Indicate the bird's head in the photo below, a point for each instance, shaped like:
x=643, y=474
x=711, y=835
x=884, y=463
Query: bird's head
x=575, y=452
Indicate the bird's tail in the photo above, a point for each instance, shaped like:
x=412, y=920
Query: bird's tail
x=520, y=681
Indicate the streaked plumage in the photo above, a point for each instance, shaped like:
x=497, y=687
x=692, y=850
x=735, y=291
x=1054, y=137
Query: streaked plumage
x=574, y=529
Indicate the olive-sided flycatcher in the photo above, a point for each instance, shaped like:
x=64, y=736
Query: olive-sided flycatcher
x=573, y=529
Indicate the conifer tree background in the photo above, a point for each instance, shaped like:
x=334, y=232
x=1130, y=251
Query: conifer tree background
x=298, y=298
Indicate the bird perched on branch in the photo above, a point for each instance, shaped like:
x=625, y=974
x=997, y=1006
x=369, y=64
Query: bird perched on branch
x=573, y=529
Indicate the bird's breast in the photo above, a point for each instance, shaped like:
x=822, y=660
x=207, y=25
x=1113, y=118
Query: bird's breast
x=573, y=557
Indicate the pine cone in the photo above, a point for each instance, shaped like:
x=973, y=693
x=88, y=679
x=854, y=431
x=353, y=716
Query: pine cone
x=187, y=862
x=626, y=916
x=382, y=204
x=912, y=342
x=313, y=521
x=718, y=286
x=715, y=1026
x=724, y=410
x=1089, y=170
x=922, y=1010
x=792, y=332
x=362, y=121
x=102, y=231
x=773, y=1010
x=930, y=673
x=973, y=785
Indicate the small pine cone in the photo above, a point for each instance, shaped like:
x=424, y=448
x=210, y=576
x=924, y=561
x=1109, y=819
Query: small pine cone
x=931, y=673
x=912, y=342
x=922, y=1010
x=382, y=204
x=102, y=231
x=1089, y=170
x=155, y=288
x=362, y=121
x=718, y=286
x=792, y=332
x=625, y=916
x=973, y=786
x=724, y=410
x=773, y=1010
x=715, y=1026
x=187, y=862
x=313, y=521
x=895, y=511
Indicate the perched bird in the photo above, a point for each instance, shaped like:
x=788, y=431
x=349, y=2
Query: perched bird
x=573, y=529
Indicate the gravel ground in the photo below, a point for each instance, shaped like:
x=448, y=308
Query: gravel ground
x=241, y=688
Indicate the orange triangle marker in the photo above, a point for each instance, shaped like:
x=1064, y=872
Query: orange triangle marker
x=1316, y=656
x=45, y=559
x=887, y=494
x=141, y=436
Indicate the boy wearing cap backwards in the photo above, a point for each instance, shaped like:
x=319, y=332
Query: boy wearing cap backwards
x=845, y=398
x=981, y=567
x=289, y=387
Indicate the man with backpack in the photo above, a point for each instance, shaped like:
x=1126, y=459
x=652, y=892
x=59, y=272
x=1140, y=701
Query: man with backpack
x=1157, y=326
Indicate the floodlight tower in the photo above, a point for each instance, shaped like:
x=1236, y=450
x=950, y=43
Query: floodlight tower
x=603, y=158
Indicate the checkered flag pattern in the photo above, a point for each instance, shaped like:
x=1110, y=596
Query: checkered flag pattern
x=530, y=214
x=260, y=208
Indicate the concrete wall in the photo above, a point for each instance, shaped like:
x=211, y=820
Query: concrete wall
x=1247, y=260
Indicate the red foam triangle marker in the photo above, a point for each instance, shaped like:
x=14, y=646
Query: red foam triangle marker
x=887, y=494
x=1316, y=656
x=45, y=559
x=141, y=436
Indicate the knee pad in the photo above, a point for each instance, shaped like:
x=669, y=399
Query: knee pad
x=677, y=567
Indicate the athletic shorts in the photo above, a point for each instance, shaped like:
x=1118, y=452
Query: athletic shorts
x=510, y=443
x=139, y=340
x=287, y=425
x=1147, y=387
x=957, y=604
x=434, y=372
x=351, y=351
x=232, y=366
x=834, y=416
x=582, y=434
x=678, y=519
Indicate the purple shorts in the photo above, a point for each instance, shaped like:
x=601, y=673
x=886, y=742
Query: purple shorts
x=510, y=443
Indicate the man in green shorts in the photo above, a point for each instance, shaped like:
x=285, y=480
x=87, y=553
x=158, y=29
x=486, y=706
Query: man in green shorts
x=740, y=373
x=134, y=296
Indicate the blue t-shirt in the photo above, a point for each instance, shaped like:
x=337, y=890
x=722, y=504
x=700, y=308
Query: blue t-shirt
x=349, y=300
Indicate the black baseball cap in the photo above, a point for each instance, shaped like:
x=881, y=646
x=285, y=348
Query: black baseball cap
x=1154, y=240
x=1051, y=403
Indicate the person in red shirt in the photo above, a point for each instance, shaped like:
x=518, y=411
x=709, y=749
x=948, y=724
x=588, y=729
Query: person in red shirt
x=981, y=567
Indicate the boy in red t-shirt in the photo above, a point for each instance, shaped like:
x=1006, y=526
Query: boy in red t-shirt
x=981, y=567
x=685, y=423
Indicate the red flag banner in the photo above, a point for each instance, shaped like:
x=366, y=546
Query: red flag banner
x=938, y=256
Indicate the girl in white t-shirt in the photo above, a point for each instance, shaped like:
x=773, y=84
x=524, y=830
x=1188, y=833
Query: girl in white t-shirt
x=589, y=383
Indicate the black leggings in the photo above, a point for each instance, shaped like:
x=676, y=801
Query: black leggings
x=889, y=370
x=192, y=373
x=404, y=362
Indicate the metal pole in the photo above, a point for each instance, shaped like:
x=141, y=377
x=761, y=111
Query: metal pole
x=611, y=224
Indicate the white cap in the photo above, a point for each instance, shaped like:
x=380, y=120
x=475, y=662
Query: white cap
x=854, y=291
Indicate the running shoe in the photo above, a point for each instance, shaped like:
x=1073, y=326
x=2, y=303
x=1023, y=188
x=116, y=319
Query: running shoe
---
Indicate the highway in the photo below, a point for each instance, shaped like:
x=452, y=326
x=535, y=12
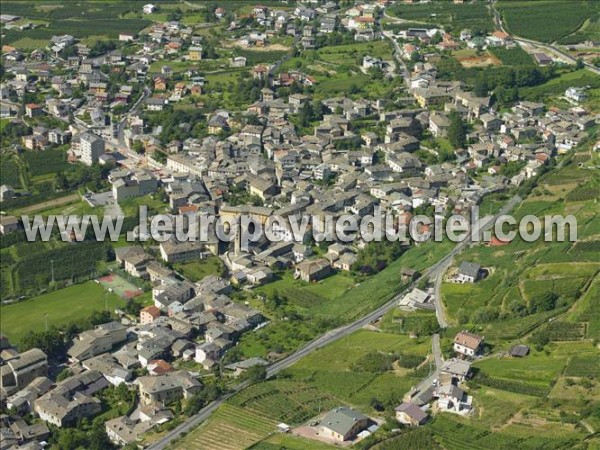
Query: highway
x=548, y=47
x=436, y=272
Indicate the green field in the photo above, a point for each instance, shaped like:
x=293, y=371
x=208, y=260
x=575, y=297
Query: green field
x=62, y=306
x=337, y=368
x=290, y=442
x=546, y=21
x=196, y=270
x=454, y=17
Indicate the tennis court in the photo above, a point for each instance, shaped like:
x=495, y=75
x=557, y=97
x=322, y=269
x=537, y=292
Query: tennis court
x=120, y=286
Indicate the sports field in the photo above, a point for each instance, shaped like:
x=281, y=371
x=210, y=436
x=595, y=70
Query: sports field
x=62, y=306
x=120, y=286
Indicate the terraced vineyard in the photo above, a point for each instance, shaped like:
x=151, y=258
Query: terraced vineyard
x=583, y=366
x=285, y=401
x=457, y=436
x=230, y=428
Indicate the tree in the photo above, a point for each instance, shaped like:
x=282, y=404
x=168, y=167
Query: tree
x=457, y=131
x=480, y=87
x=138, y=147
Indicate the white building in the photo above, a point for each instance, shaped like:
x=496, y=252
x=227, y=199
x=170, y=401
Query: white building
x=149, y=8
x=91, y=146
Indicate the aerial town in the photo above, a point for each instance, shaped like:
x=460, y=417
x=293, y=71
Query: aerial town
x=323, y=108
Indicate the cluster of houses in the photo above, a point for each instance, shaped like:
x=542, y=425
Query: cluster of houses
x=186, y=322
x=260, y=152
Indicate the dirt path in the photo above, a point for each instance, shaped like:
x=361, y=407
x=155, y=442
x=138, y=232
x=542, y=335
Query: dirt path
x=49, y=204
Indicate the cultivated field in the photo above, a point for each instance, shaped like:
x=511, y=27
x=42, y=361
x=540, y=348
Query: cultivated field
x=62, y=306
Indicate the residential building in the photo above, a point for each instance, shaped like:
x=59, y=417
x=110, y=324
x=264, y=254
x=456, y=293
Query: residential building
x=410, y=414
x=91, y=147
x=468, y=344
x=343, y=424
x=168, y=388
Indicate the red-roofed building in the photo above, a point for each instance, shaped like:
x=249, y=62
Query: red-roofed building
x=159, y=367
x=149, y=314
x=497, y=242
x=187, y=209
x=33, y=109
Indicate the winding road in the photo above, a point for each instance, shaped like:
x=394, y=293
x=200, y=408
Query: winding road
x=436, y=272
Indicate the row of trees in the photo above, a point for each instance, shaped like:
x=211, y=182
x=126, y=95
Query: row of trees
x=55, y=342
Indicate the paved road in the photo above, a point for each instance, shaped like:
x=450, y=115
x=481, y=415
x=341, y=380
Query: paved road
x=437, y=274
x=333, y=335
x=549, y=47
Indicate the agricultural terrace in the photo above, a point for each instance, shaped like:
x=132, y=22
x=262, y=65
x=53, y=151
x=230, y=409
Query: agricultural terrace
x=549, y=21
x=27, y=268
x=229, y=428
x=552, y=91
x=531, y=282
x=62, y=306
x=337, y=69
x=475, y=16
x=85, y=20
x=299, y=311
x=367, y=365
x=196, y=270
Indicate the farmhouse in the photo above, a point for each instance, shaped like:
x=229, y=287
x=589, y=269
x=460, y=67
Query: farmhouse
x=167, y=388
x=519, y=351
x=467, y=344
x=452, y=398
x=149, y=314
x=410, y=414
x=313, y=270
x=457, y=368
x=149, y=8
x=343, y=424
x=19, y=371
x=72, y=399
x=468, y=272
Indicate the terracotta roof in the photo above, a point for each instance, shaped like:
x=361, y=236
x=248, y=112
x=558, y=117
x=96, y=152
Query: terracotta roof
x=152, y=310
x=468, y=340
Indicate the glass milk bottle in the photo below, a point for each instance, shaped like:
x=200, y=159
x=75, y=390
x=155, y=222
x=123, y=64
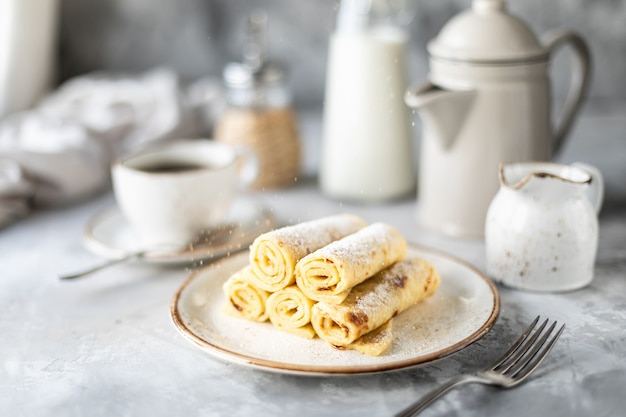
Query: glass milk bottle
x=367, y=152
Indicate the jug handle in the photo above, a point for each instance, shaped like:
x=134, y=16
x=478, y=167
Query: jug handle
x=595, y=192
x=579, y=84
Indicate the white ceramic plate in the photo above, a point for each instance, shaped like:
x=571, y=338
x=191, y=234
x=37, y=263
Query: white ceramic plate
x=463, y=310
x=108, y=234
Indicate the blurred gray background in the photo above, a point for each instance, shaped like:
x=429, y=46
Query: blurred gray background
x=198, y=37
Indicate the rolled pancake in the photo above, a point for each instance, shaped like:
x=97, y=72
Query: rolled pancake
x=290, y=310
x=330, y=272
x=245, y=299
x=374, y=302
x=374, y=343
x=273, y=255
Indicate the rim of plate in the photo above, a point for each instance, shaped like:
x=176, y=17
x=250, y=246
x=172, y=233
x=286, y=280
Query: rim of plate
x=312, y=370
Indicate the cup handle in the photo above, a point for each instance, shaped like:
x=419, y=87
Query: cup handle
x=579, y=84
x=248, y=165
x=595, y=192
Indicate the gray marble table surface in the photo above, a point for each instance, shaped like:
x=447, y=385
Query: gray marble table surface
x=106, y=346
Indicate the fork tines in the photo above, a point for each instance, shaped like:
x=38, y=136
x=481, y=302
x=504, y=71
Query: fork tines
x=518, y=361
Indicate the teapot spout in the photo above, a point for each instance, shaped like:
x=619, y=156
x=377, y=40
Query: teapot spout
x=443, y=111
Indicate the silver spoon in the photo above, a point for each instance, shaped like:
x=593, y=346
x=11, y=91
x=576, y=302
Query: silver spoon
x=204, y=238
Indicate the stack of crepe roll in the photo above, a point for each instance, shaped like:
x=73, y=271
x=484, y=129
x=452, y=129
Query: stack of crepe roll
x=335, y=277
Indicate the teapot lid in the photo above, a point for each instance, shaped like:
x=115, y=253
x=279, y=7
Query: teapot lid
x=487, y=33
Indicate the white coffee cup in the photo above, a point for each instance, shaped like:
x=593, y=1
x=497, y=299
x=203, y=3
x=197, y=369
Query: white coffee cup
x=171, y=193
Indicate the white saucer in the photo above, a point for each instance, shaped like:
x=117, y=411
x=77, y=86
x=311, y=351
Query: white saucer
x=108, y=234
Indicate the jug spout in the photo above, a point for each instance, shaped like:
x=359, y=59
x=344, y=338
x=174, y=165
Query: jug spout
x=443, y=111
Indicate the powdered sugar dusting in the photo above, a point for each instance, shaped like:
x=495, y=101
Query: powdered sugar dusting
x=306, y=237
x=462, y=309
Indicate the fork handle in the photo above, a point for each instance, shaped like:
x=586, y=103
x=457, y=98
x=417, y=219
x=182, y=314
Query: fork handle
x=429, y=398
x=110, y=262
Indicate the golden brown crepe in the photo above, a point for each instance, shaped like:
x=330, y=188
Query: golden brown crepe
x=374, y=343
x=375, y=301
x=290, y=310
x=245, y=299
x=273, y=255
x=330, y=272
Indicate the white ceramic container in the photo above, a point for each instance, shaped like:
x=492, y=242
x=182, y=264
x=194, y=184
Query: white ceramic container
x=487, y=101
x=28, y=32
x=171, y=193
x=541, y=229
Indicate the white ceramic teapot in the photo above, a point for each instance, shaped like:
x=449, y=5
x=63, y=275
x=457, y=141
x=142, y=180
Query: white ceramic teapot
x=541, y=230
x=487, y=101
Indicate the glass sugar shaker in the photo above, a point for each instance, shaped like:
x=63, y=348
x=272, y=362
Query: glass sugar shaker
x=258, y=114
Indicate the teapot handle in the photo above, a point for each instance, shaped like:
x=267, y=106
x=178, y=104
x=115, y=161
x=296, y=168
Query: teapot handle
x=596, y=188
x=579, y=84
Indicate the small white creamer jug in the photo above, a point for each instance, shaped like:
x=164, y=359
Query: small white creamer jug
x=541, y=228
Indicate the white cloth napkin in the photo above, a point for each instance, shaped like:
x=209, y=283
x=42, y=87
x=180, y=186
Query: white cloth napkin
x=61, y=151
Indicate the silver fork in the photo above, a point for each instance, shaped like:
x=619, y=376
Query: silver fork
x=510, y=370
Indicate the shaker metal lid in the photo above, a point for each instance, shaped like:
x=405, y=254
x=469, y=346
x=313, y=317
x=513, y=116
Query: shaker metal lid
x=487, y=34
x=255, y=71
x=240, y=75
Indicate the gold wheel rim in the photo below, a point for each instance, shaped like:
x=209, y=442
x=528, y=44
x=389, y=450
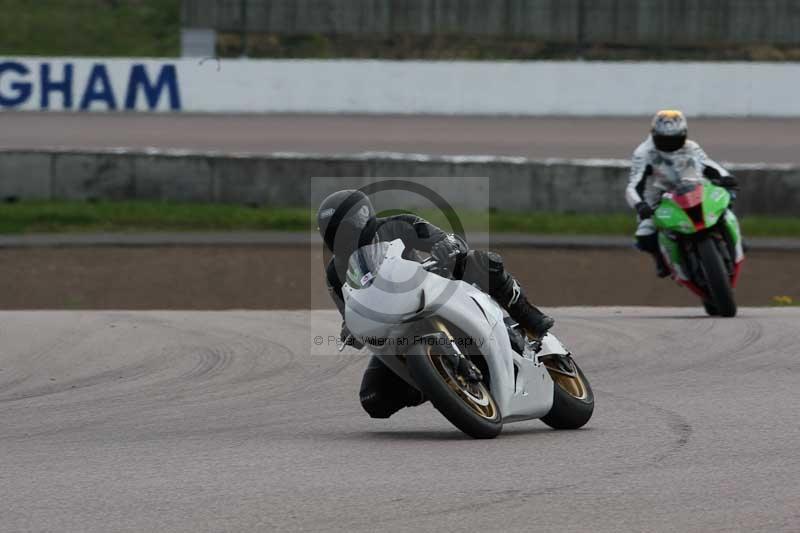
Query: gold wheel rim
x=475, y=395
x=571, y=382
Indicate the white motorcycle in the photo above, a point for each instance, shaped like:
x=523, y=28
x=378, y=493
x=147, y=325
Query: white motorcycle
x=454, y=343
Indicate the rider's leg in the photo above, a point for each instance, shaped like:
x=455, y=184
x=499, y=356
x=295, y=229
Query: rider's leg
...
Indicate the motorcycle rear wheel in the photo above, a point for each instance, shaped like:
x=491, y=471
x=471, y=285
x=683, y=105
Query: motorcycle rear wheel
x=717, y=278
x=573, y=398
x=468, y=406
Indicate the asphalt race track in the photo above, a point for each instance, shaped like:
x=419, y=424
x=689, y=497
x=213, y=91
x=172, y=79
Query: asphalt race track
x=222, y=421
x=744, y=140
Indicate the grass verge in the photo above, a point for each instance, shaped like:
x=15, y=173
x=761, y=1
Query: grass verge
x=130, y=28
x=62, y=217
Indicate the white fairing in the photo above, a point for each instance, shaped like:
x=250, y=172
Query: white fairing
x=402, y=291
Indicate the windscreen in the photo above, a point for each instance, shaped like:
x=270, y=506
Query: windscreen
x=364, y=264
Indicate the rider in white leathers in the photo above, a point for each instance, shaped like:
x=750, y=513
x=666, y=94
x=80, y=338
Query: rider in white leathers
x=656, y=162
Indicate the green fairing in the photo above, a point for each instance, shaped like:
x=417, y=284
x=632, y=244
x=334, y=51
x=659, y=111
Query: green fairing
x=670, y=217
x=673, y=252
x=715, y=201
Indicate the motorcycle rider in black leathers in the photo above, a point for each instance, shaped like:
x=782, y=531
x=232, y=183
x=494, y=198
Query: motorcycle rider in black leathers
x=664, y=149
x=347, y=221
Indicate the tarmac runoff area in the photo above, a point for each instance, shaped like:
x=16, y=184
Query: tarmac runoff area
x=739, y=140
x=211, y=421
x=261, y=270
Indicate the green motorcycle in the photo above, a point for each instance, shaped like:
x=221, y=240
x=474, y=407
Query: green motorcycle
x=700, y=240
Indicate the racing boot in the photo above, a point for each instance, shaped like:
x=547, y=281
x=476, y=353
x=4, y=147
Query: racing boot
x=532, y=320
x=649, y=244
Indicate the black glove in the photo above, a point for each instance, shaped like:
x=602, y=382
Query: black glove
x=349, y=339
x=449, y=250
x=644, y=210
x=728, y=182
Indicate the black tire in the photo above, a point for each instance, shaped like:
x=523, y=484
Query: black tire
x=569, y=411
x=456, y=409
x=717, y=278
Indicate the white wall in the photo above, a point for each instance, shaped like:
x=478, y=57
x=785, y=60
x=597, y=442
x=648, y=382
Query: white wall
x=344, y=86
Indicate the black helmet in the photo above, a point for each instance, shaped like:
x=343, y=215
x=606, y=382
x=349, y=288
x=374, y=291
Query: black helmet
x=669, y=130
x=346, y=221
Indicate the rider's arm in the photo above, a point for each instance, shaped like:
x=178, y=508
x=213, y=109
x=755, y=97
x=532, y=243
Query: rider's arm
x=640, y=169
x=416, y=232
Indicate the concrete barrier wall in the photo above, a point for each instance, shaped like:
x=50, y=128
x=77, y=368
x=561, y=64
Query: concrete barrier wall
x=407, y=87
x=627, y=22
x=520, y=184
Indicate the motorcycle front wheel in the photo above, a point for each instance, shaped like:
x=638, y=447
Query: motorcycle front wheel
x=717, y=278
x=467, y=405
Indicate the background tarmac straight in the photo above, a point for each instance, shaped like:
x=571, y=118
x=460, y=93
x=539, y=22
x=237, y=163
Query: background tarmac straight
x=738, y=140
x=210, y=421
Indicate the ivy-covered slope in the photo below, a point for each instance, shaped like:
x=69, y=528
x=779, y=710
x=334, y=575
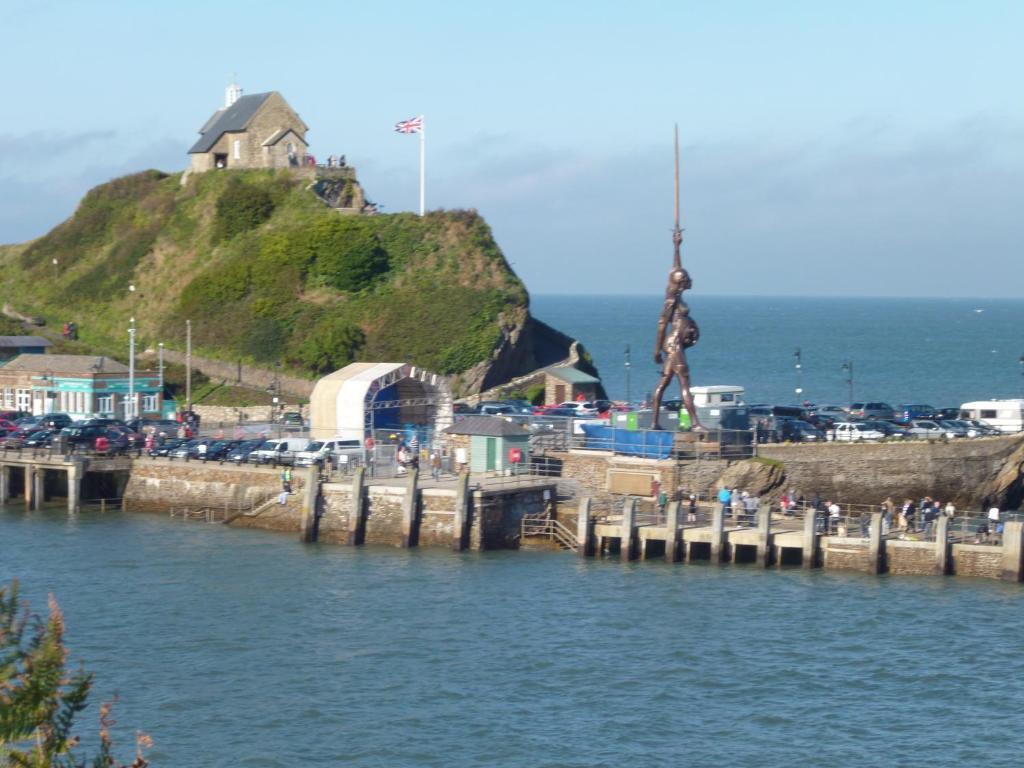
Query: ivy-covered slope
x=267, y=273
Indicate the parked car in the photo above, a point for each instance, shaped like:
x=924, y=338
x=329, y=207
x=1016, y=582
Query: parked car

What the exercise asks — Quote the listing word for word from the line with "Indicate the dirt" to the line with "x=55, y=342", including both of those lines and nothing else.

Solved exercise —
Indicate the dirt path in the photo above, a point for each instance, shaped like:
x=361, y=407
x=155, y=442
x=138, y=232
x=542, y=335
Query: dirt path
x=49, y=204
Indicate the cultivated field in the photo above, a point for each instance, shaped like:
x=511, y=27
x=42, y=361
x=540, y=348
Query: cultivated field
x=62, y=306
Indicate the residential building in the photo above, a point for each instance, shaped like:
x=59, y=417
x=110, y=324
x=264, y=254
x=456, y=293
Query: residential building
x=410, y=414
x=91, y=147
x=468, y=344
x=343, y=424
x=168, y=388
Indicate the red-roofed building in the photo above, a point for each instance, shaped like:
x=249, y=62
Query: red-roofed building
x=159, y=367
x=149, y=314
x=497, y=242
x=187, y=209
x=33, y=109
Indicate the winding road in the photo above, a point for each instance, shaped like:
x=394, y=293
x=200, y=408
Query: winding road
x=436, y=272
Indicate the row of trees in the photo above, a point for each instance, shaped like:
x=211, y=182
x=126, y=95
Query: row of trees
x=55, y=342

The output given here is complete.